__Reading passage__:
28 November 2016, No. 217, The Revenge, ‘Heavy Love’

The Revenge’s “Heavy Love” at No. 217 always brings to my mind another number we’ll get to in the 400s, “Heavy Vibes” by Montana Sextet. Both feature vibraphones prominently, but “Heavy Love” is built from Marvin Gaye’s “Heavy Love Affair” and not from the Montana Sextet piece.

The Revenge is an alias of a producer named Graeme Clark, who seems to have put edits into the hands of the best of the bunch: Danny Krivit, Todd Terje, and Bill Brewster, among others. Give a listen and it’s clear to hear why they were receptive. When the bassline finally breaks at the end of the third minute, all you want is for it to come back before the end. And it does. Feel the pain, then you’ll feel the very heavy love.

27 November 2016, No. 216, Mona Rae, ‘Do Me’

I’m pretty sure it was Mike Trombley who uncovered the label on No. 216 for me at his Paradise party in Philadelphia, and I’ve been playing Mona Rae’s “Do Me” regularly since then. All it took was that big, zooming synth that cuts through right before the vocal starts. The horn-like lead synth sound isn’t bad either, and I like the phase shifting on the rhythm guitar. The whole song is both relaxed and exciting simultaneously. Tee Scott has a “mixed by” credit here, and as I’ve mentioned before, we’ll get to “Tee’s Happy” by Northend in the mid-400s, which has a similar feel. At this moment, however, just give it everything you got; don’t stop.


21 November 2016, No. 215, Otis Redding and Carla Thomas, ‘Tramp’

The chronology is a little fuzzy here, but it’s a clean-shaven kind of clear that No. 215, “Tramp” from Otis Redding and Carla Thomas, is not the original. It’s a cover of “Tramp” by Lowell Fulson, which was released as a single and as the leading cut of an LP in 1967.

__Brief 1__: Rewrite the song write-ups starting at "28 November 2016, No." and ending at "Montana Sextet piece.", substituting "marimbas" for every "vibraphones".
__Brief 2__: Translate this sentence from the song write-ups into Spanish: "The whole song is both relaxed and exciting simultaneously."

__Records provided__:
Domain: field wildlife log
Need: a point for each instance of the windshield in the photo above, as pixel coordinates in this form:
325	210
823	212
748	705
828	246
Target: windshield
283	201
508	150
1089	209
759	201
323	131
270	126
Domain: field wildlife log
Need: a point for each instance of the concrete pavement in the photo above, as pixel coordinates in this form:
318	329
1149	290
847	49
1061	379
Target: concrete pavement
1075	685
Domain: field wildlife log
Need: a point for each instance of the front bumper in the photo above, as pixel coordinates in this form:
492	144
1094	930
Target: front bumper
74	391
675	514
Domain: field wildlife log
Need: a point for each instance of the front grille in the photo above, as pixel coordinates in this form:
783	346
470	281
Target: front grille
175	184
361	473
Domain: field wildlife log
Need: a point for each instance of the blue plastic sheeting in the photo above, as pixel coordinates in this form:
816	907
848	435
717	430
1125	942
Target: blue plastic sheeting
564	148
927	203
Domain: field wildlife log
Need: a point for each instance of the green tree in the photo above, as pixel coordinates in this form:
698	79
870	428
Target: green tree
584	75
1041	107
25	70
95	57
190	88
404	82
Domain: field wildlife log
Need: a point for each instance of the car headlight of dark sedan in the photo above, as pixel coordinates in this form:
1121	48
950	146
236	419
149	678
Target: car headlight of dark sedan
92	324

__Right answer 1__:
28 November 2016, No. 217, The Revenge, ‘Heavy Love’

The Revenge’s “Heavy Love” at No. 217 always brings to my mind another number we’ll get to in the 400s, “Heavy Vibes” by Montana Sextet. Both feature marimbas prominently, but “Heavy Love” is built from Marvin Gaye’s “Heavy Love Affair” and not from the Montana Sextet piece.

__Right answer 2__: La canción entera es a la vez relajada y emocionante.